**Exercise instructions:** Extend the passage on Portuguese colonial rule in Mozambique, picking up right after its final sentence.

**Text segment:**
○ ○ ○

Mozambique’s Samora Machel: A Life Cut Short, Allen F. Isaacman and Barbara S. Isaacman, Ohio University Press, 2020, pp. 257, ISBN: 978-0-8214-2423-0
Having begun challenging the commercial hegemony of Bantu-speaking communities in the region around the year 1500 in search of gold, ivory and slaves to fund its imperial adventures elsewhere, Portugal established a foothold in modern-day Mozambique in 1525 with the settlement on Mozambique Island, which became its colonial capital. The 16th century saw widespread resistance to the Portuguese onslaught; however, by 1607, the Kingdom of Muenemutapa ceded control of its mines to Lisbon, marking the beginning of its suzerainty. After it gained control of the land, the Empire began leasing prazos de coroa, large estates on arable land, on which the colonists were allowed to enslave Africans, raise private slave armies known as Chikundas and maintain law and order. Nonetheless, Malawian Empire, together with local chieftaincies, continued to resist Portuguese rule, forcing it to grant autonomous colonial status to Mozambique in 1752 (having been administered out of Goa before 1752).

○ ○ ○

**Data below:**

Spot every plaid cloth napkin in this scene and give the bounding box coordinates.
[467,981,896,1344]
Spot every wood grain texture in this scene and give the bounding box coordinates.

○ ○ ○

**Written response:**
However, with the expansion of capitalism and the establishment of global international trade networks, the demand for slave labour increased. Between 1817 and 1843, as per Isaacman’s 1983 book Mozambique: From Colonialism to Revolution, 100,000 slaves were shipped to Brazil from Mozambique, while 30% of slaves who arrived in Cuba in that period came from the same region. Isaacman claims that around 1 million Mozambicans were sold into slavery during the 19th century, and the slave-trade continued to be the dominant export in the region. Slavery dislocated communities, altered traditions and power relations, while the prazero system led to the consolidation of Portuguese rule over economic and natural resources, increasing inequality and structuring the society according to the metropole’s needs.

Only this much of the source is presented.